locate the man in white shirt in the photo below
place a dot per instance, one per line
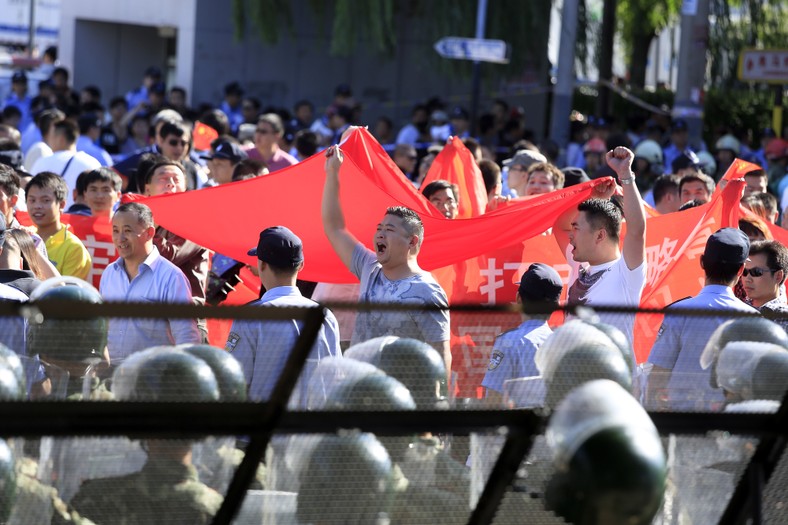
(66, 161)
(602, 272)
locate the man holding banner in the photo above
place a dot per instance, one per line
(602, 272)
(390, 274)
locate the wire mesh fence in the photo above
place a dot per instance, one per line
(291, 423)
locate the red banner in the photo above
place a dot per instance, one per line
(455, 164)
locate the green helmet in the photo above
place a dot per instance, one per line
(7, 481)
(756, 329)
(348, 479)
(609, 464)
(165, 374)
(565, 338)
(582, 363)
(414, 363)
(10, 360)
(770, 377)
(226, 368)
(619, 339)
(67, 340)
(372, 392)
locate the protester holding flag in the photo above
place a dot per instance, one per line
(390, 274)
(602, 273)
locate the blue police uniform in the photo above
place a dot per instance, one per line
(513, 353)
(262, 347)
(680, 342)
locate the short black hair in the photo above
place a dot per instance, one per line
(410, 220)
(664, 185)
(306, 142)
(103, 174)
(160, 163)
(46, 180)
(776, 255)
(9, 181)
(248, 169)
(172, 128)
(67, 129)
(603, 214)
(491, 173)
(437, 185)
(143, 213)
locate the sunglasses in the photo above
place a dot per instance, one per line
(756, 272)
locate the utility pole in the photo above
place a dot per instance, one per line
(692, 67)
(481, 22)
(606, 56)
(31, 34)
(565, 80)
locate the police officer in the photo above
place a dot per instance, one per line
(348, 479)
(609, 464)
(76, 346)
(262, 348)
(166, 490)
(513, 352)
(677, 381)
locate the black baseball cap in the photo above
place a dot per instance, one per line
(279, 247)
(540, 283)
(728, 246)
(229, 151)
(679, 125)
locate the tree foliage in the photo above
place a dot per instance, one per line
(741, 24)
(639, 22)
(379, 25)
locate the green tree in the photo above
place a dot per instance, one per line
(377, 26)
(639, 22)
(738, 25)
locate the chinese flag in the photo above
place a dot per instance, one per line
(203, 135)
(456, 164)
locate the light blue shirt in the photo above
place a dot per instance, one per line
(680, 342)
(158, 281)
(262, 347)
(513, 353)
(98, 153)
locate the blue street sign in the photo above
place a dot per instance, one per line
(477, 49)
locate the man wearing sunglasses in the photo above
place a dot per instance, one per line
(763, 278)
(677, 381)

• [YOUR INSTRUCTIONS]: For each line of the entries that contains the word "police", make a copy.

• [SOLUTION BELOW]:
locate the blue police uniform in the photo above
locate the police officer in the photo above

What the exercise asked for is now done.